== YOUR OBJECTIVE ==
Revise the items below by replacing "Locate" with "Find" wherever it occurs, leaving every other word and number unchanged. Omit the pictures from your output.

%%

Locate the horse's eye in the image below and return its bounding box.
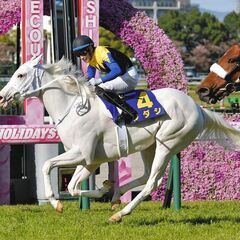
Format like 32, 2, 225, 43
18, 73, 24, 78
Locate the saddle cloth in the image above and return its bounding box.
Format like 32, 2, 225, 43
100, 89, 166, 125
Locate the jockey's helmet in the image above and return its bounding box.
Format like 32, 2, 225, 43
73, 35, 94, 53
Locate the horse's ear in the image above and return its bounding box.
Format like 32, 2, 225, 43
31, 54, 42, 67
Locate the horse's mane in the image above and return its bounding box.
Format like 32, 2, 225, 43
43, 57, 93, 94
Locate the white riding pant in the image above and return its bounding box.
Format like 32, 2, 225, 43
99, 66, 139, 94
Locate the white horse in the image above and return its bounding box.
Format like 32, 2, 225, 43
0, 57, 240, 222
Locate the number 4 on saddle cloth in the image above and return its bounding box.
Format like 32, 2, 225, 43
96, 88, 166, 124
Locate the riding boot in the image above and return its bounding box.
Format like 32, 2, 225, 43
96, 86, 137, 124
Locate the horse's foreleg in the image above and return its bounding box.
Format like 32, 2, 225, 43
68, 165, 113, 198
42, 147, 84, 211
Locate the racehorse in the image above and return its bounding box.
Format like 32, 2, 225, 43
0, 56, 240, 222
197, 44, 240, 104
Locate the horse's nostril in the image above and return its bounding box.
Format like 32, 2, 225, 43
197, 87, 210, 96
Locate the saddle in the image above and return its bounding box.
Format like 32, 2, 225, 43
95, 86, 165, 125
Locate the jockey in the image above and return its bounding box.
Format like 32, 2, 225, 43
73, 35, 139, 124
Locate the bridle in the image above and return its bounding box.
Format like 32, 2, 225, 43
210, 56, 240, 96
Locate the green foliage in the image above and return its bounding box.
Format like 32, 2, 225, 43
158, 8, 228, 51
0, 201, 240, 240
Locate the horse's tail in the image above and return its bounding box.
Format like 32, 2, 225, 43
198, 109, 240, 150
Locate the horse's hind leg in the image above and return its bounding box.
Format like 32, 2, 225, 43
109, 142, 173, 222
111, 143, 156, 210
42, 147, 85, 212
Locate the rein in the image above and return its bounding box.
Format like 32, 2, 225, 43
20, 65, 89, 127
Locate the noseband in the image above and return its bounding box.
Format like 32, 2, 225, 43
210, 56, 240, 96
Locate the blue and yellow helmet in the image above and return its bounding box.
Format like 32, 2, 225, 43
72, 35, 94, 53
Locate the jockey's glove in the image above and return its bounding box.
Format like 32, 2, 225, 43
89, 78, 102, 86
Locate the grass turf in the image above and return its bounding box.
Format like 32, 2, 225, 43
0, 201, 240, 240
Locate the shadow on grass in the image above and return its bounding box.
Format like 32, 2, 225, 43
135, 216, 240, 226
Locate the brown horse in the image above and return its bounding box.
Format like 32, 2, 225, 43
197, 44, 240, 104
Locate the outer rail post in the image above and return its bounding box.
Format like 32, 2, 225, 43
172, 155, 181, 210
163, 154, 181, 210
79, 179, 90, 211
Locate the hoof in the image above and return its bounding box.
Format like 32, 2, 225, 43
108, 213, 122, 223
56, 201, 63, 213
103, 180, 114, 189
111, 199, 121, 211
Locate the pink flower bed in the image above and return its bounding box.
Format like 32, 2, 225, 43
100, 0, 187, 92
152, 114, 240, 201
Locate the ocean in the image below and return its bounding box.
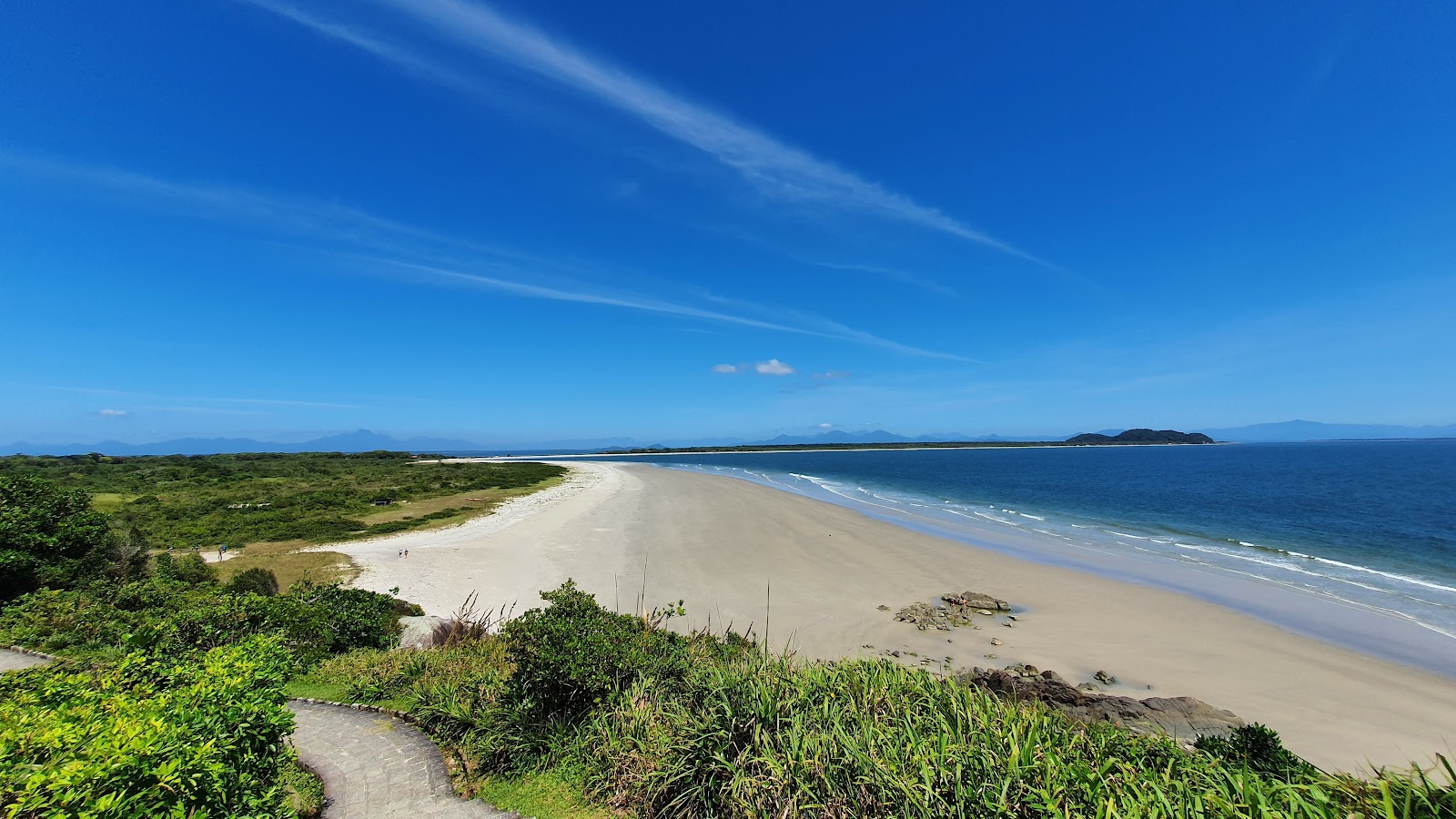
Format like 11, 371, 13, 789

%%

== WRITTEN REPLY ==
Find the horse's eye in the image below and return its bounding box.
Format like 32, 2, 225, 43
18, 73, 24, 78
Find the saddle cloth in the image above and return its bounding box.
Format like 32, 2, 225, 43
100, 89, 166, 125
Find the jockey's helmet in the image above and return its bounding box.
Format like 32, 2, 225, 43
73, 35, 94, 53
Find the horse's ear in the image above and return its bounding box.
Format like 32, 2, 225, 43
31, 54, 42, 67
Find the horse's mane in the image above and return its bounding box.
Format like 32, 2, 225, 43
43, 57, 93, 94
Find the white riding pant in the image above and return its bounding box.
Format like 32, 2, 225, 43
99, 66, 139, 94
Find the white horse in the image above and return its bounding box.
Format like 32, 2, 225, 43
0, 57, 240, 222
Find the number 4 on saddle cloth in the image above and return its bounding box.
Format like 32, 2, 225, 43
96, 88, 166, 124
Find the riding boot in the image above and return its bounding box.
Format like 32, 2, 225, 43
96, 86, 137, 124
Find the horse's foreleg in the image above and return its bounding box.
Format like 32, 2, 225, 43
68, 165, 113, 198
42, 147, 84, 211
Find the racehorse in the image above and return its bounding box.
Format like 32, 2, 225, 43
0, 56, 240, 222
197, 44, 240, 104
Find the horse's nostril in the image above and return its bounding box.
Format like 32, 2, 225, 43
197, 87, 210, 96
Find the saddle in the image above and return its bounding box.
Format like 32, 2, 225, 43
95, 86, 165, 125
Find the jockey in the image above and return its bounding box.
Format like 32, 2, 225, 43
73, 35, 139, 124
Find the bridle in the image above and return its bounding box.
Format like 32, 2, 225, 43
210, 56, 240, 96
Find the green foliage in the image above and return its bounding box.
Format like 32, 2, 225, 43
158, 8, 228, 51
0, 201, 240, 240
Find the horse's tail in the image above and return its bounding box.
Format like 32, 2, 225, 43
198, 109, 240, 150
Find the horse's hind leg in the image above and return its bounding box.
Format like 32, 2, 225, 43
109, 142, 173, 222
111, 143, 156, 210
42, 147, 85, 212
Find the rein in the image above and return its bounding box.
Format like 32, 2, 225, 43
20, 65, 89, 127
Find the noseband in the image above and return its bounding box.
Format like 32, 2, 225, 43
210, 56, 240, 96
Find the blue and yellow helmet in the image above and return its bounding box.
Format like 32, 2, 225, 43
72, 35, 94, 53
Find the jockey's glove in the image above and return its bounding box.
Format like 32, 2, 225, 43
89, 78, 102, 86
Find the grass turf in the image above and return its bounding box.
Format like 32, 2, 225, 43
0, 201, 240, 240
Find the shadow on grass in the image above and return its bounding box.
Format like 32, 2, 225, 43
135, 216, 240, 226
Find the brown horse in the image above and return its bounding box.
Format like 32, 2, 225, 43
197, 44, 240, 104
Find the outer rail post in the image above and return its bounding box.
Format like 32, 2, 225, 43
172, 155, 181, 210
163, 154, 181, 210
79, 179, 90, 211
Find the hoof in the image above and return its bounding box.
Format like 32, 2, 225, 43
108, 213, 122, 223
56, 201, 63, 213
103, 180, 114, 189
111, 199, 121, 211
Find the pink flower bed in the image above and return its bounding box.
Format like 32, 2, 225, 43
100, 0, 187, 92
152, 114, 240, 201
Find the ocean in the image below and return its bounding box.
Format like 11, 371, 13, 789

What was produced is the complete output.